EXERCISE: Continue the passage on fashion below, picking up right after its last sentence.

Fashion
Fashion takes its name from the Latin word facere, meaning "to make." That single verb hides a vast machinery: the making, mixing, and wearing of outfits that broadcast who we are. A grass stain on a pair of Gucci jeans can read as filth to one eye and as purity, freshness, and summer to another. Fashion scholar Susan B. Kaiser argues that everyone is "forced to appear," unmediated, before others. We are judged by our color, our material, our silhouette, and even whether a garment has been washed, folded, or mended. So how did a word for elegance migrate from a 13th-century French poem into a globe-spanning industry with three rival capitals? Why did Europeans once insist that China and Persia had no fashion at all? And what happens when a runway show becomes a feminist protest march, or a children's hoodie becomes a scandal?

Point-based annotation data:

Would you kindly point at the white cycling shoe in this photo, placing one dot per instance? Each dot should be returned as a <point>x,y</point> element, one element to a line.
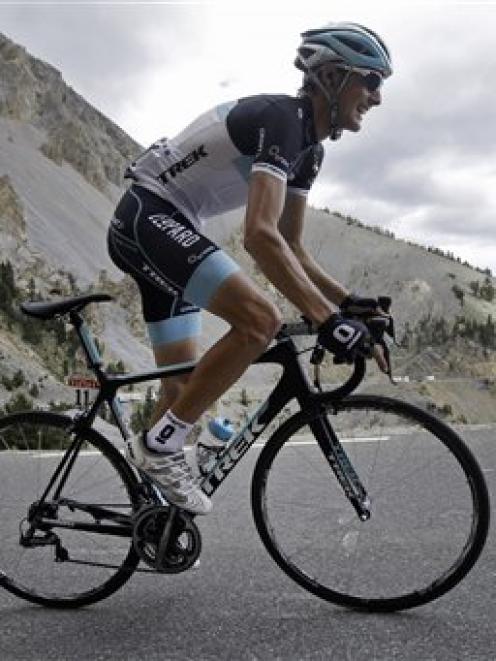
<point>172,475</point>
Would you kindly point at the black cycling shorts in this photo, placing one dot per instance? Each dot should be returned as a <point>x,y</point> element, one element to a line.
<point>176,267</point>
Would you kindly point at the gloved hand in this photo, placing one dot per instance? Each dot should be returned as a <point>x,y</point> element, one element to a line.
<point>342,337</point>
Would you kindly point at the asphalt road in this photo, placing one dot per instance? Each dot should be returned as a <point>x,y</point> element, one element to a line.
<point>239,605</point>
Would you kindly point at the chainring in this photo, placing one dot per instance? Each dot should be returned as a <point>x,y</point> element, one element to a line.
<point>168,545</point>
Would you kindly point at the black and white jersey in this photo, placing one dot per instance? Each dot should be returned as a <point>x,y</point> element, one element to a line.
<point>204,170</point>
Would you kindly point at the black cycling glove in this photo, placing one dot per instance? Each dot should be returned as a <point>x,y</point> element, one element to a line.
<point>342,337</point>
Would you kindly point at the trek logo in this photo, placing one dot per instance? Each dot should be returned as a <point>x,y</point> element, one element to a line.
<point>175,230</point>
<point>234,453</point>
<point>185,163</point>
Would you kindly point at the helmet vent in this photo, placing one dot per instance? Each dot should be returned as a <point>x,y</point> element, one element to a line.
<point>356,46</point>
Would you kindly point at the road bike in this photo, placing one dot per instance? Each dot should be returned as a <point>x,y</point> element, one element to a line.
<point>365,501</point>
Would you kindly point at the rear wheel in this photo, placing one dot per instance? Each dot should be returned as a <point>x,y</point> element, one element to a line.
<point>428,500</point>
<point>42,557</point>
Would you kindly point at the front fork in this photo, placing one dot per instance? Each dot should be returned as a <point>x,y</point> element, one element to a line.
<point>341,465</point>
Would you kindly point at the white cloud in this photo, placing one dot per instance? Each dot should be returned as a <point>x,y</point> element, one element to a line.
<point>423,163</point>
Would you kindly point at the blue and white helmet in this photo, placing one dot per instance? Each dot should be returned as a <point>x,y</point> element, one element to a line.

WRITTEN RESPONSE:
The French word mode, meaning "fashion," dates as far back as 1482, while the English word for something "in style" reaches back only to the 16th century. Earlier still, in 12th and 13th century Old French, the idea of elegance appears in aristocratic talk of beauty and refinement. A 13th-century poem by Guillaume de Lorris coined cointerie, the art of making oneself attractive through grooming and dress, advising men that "handsome clothes and handsome accessories improve a man a great deal."
Fashion connotes difference, as in "the new fashions of the season," yet it can also connote sameness, as when we speak of "the fashions of the 1960s." It can mean the latest trend or the return of an older one. The people who decide what counts as fashionable are often an insular, wealthy aesthetic elite, fashion houses and haute couturiers. Yet the looks they sell are frequently pulled from subcultures and social groups who are excluded from making that distinction themselves.
The vocabulary multiplies. A trend is ephemeral, often lasting shorter than a season and marked by visual extremes. Style endures across many seasons and ties to cultural movements, as with Baroque and Rococo. Clothing, by contrast, is the bare material garment, stripped of social meaning, while costume has come to mean fancy dress. The sociologist Pierre Bourdieu reduced the whole tangle to a phrase: fashion is "the latest difference."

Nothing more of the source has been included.